## AIM
Select every line in the records below that contains the word "Target", and copy each of those lines.

-- START OF INFORMATION GIVEN --

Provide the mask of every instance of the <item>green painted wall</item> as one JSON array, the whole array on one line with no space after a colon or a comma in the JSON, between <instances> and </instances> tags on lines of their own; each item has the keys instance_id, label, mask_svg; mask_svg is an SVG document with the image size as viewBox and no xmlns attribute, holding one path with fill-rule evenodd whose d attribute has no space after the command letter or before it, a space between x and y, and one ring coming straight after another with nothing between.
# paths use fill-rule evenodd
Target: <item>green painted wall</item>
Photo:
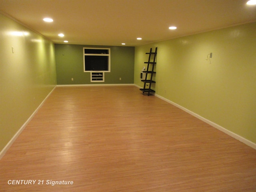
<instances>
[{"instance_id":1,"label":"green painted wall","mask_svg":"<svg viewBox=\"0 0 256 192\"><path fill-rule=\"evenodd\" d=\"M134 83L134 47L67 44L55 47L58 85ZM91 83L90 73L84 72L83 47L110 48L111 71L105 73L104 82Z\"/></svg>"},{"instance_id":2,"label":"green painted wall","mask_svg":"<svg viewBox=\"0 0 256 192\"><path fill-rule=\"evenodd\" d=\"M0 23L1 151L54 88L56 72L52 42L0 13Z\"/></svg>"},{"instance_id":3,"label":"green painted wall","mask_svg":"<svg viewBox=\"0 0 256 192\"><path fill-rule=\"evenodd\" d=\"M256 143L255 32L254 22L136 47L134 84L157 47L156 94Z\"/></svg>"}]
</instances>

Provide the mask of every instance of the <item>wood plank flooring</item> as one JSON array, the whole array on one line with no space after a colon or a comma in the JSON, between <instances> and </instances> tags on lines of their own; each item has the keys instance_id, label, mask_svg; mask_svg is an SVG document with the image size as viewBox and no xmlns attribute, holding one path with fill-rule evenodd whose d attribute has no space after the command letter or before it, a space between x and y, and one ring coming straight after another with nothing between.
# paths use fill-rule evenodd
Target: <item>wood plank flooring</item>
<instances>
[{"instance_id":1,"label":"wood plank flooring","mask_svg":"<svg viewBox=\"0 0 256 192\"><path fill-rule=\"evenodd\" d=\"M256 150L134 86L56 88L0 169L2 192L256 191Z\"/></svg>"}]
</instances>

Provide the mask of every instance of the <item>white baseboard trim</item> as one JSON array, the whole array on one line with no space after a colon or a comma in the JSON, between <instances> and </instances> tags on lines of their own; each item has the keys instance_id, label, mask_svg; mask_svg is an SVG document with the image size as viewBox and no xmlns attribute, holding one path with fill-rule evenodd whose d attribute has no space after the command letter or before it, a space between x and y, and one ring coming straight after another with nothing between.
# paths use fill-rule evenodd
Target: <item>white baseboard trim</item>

-- END OF INFORMATION GIVEN --
-- START OF INFORMATION GIVEN --

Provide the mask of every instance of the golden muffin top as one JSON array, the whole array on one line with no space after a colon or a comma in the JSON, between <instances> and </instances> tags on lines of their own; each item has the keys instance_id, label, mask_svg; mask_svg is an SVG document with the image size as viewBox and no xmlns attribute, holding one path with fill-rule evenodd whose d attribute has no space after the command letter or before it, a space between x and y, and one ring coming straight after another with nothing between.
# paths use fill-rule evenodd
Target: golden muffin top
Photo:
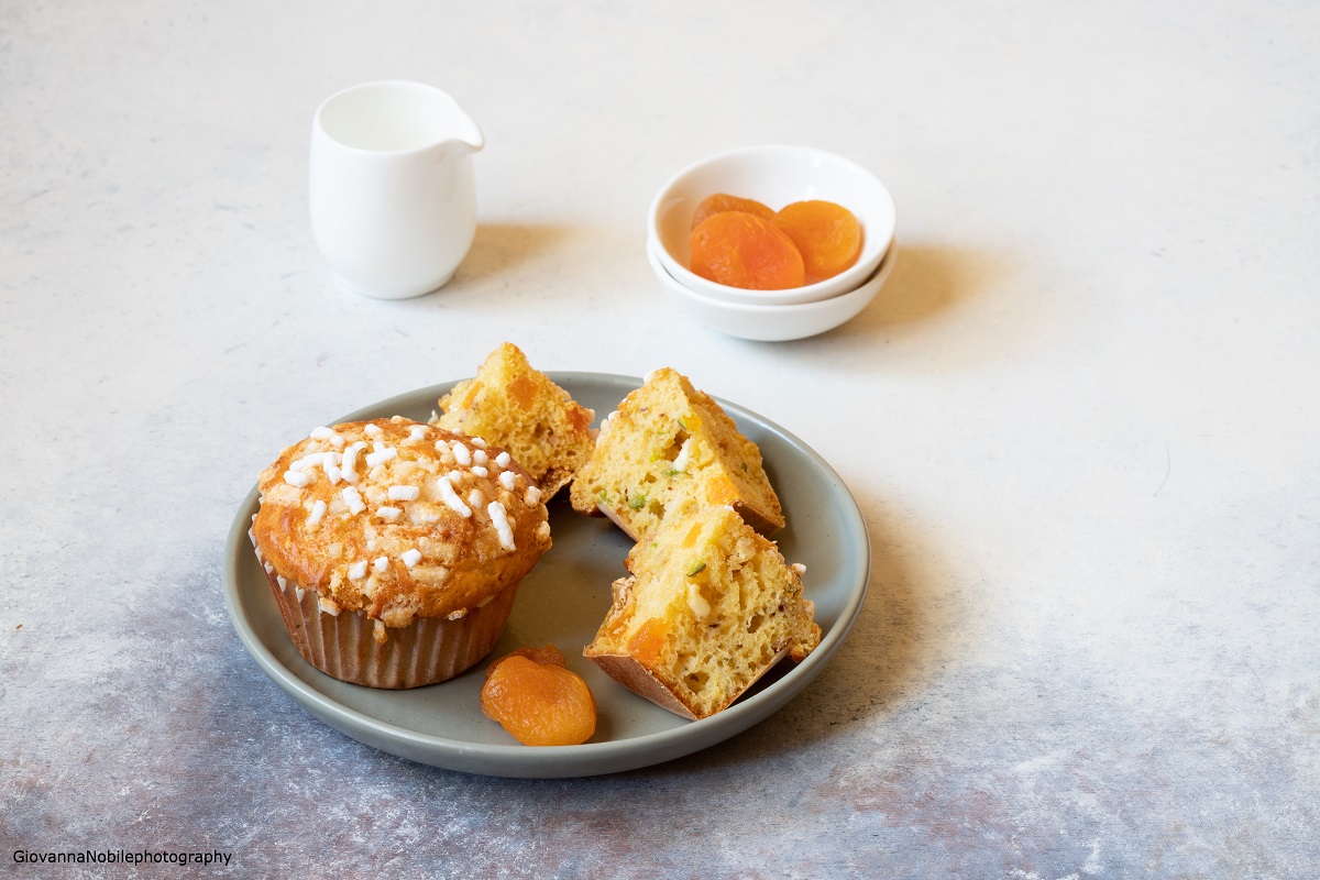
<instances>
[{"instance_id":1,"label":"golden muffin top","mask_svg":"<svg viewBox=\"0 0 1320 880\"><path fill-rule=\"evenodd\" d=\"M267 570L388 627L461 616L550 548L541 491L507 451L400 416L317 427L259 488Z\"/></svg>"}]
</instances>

-- END OF INFORMATION GIVEN --

## OUTPUT FOR THIS TASK
Target: <item>green painted wall</item>
Target: <item>wood plank flooring</item>
Target: <item>white baseboard trim</item>
Target: golden muffin top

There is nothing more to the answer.